### The tasks:
• A. Summarize the passage on Québec hydroelectricity in two sentences.
• B. Continue the passage on Québec hydroelectricity, picking up after its final sentence.

### Reading text:

#####

Hydroelectricity development continues in Québec, as Hydro-Québec currently targets the “protected” Magpie River, with recent contestation from the Natashquan Innu who blockaded La Romaine hydroelectric complex near Havre-Saint-Pierre in 2015. Yet, reparations for century-old projects are still being sought for their devastation of the environment throughout Nitassinan, across the borders of Québec and Labrador. Reparations are also still sought for a cultural genocide committed in favour of war-time industries and industrialist profiteering. The power of the northern rivers of the Boréal was monetized for the benefit of a few industrialists whose notions of progress still resonate today. The same companies still believe in their proud history of colonial brutality, of their conquest of the wild frontier, empowered by Canadian neoliberal policy. The same legacy of politicians believes that progress is continued surveying, extraction, production, land development, and prioritization of corporate interests over the truly global crisis of the endless growth of capital.

#####

### Object point labels:
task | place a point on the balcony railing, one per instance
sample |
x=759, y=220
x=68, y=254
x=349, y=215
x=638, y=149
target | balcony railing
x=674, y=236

#####

### Outputs in order:
• A. Hydro-Québec is now targeting the "protected" Magpie River amid recent contestation from the Natashquan Innu, while reparations are still sought for century-old projects that devastated the environment throughout Nitassinan and for a cultural genocide committed in favor of war-time industries and industrialist profiteering. The northern rivers were monetized for the benefit of a few industrialists, and the same companies and a legacy of politicians still hold to a notion of progress built on surveying, extraction, land development, and corporate interests.

• B.
The mask of these extractive industries is the promise of employment – first to Québec workers and later, when they began to resist too effectively, to Innu communities. Just like the Nenets on the Yamal who were offered the opportunity to become subsidiaries of Russian oil and gas companies, the Innu too could now share in the revenues of mines, smelting factories, and profitable hydroelectric dams! In the process of negotiating rights for self-governance, Innu communities in Québec are being offered buy-in to ongoing hydroelectric projects. “In Nutashkuan, the Innu could have the option to partner with Québec in developing and profiting from a 50-MW hydroelectric dam.” (National Post, Feb. 7, 2016). Collaboration with extractive industries and power companies is cynically depicted as the only way to progress in negotiations with the Canadian state for better living conditions and self-governance in affected regions, and the only way by which to maintain a semblance of control and oversight on projects being developed. In “consultation”, permission for continued development is taken for granted as a guaranteed outcome, not as a point of true disputation. The compromise is employment opportunities and “guaranteed royalties”. Under the conditions of assimilation into the state, “progress”, “success” and “development” mean “revenue generation” that is based on “institution-building, economic development, land and natural resource use”. Co-operation with Indigenous peoples means enforcing an economic system that fosters dependency on private corporations for the provision of benefits and security, and enforcement of environmental regulations, when the conditions for self-governance in all of these areas is systemically oppressed by colonial states – autonomy, self-governance, independence are, after all, all enemies of the state.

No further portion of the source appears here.